begin Quoted text

Posted On : 2017-06-09 23:49:28( TIMEZONE : IST )

Star Cement - Result Update - Profitability rebounds on better pricing, cost reduction - Centrum

Star Cement delivered a strong quarter as its consolidated EBITDA rose 34% YoY led by price recovery, operating cost moderation and one-off excise write-back which more than offset volume decline impact. With reduced competition in the NE region, improving demand outlook, lower fuel cost and Star's cost rationalisation, we expect Star to deliver 13% EBITDA CAGR during FY17-19E. Strong op cashflow, higher expected subsidy receipt and low capex during FY18/19 would reduce Star's net D:E to 0.1x in FY18E. Improving pricing outlook in the east, expected subsidy dues clearance, and the recent simplification of corporate structure should drive valuation re-rating. We maintain BUY and revise our TP to Rs129. Star Cement is expected to get listed in June 2017.

- Unitary EBITDA (adjusted) rebounds to Rs1,788/MT in Q4FY17: Star Cement reported 34% YoY EBITDA growth in Q4FY17 led by better pricing in the NE region (reported NSR increase of 10% QoQ/9% YoY, adjusted NSR increase of 3% QoQ/2% YoY), one-off excise credit in Q4FY17 (worth ~Rs370/MT), and steady opex reduction (down 6% YoY and 4% QoQ) which more than offset Star's 16% YoY volume decline (demonetisation drag and focus on better margin sales). Thus, unitary EBITDA surged 59% YoY to Rs2,158/MT and adjusted for one-off excise credit by 32% YoY to Rs1,788/MT. The company is benefiting from lower local coal prices (against the usual YoY inflationary trend seen across the cement industry in H2FY17). Further, Star is reducing its lead distance, promotional and overhead expenses, thus driving lower costs YoY.

end Quoted text
begin Data section

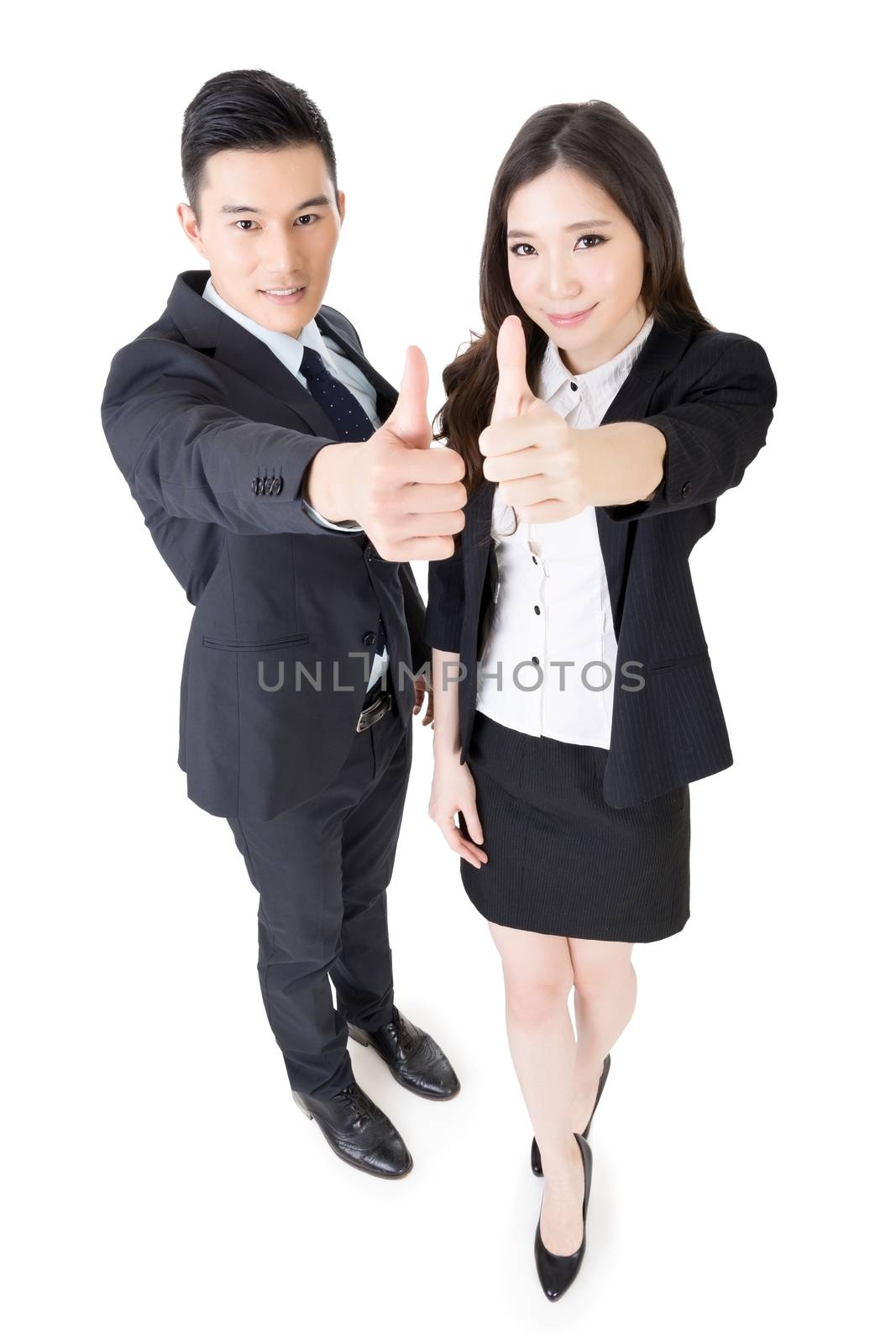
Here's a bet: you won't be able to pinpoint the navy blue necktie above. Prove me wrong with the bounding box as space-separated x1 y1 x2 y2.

end Data section

> Actions to take
A - What target price does the Star Cement result update set?
B - Write the next part of the Star Cement result update, picking up after its last sentence.

> Responses per task
A - Rs129

B -
- Margin should firm up on better pricing & demand and further cost rationalisation: Reduction in competition in the NE region and improving demand outlook (across east and NE region) should boost Star's realisation and utilisation. Further, lower coal prices in NE region and Star's effort to further trim its promotional and overhead expenses should aid margin expansion in FY18E. In FY19E, we estimate opex to increase by ~Rs436/MT, largely led by the exhaustion of freight subsidy in FY18 (both inward and outward). However, we expect the drop in unitary EBITDA to be restricted at Rs220/MT in FY19, cushioned by better realisation and operating leverage gains. Thus, we expect EBITDA to grow 27% YoY in FY18E and to remain flat YoY in FY19E. Factoring in improvement in price and opex (as shown during H2FY17), we upgrade our FY18/19 EBITDA estimates by 13%/10% respectively. Star's debtor days/cash conversion days reduced by ~11days/12days YoY in FY17 to 84days/99days.

- Smaller capex, expected subsidy receipts to boost balance sheet: Star is currently doing smaller capex - debottlenecking at Meghalaya to increase its total cement capacity by 10% in Q1FY18 and clinker capacity by 15% by FY19. The 1mn MT Siliguri grinding unit is expected by end of FY19E. These would entail total capex of ~Rs2.4bn during FY18-19. Star's total subsidy backlog currently stands at ~Rs8bn. The management is hopeful of receiving ~Rs3-4bn in FY18 on higher fund allocation (for subsidy disbursement) by the central government. It received Rs0.6bn in Q1FY18. We model in Rs3.7bn/Rs2.7bn receipts for FY18/19. Higher profits, subsidy receipts and low capex outgo over the next two years should reduce Star's net debt to 0.1x in FY18, boosting its capability for next round of capacity expansion.

Maintain BUY: We expect Star to deliver 13% EBITDA CAGR during FY17-19E despite freight subsidy getting exhausted by FY18E as pricing outlook has improved and as the company is rationalising its costs. With the completion of the reverse merger of Star Ferro & Cement in Star Cement, its corporate structure has been simplified and promoter holding has increased to 75%, thus boosting its valuation outlook. Thus, we maintain our Buy rating on Star, with a revised TP of Rs129, valuing it at 9.5x its FY19E EBITDA (Our earlier unadjusted TP stood at Rs125 (@7.5x FY19E) which implied TP of Rs95/share when adjusted for the reverse merger).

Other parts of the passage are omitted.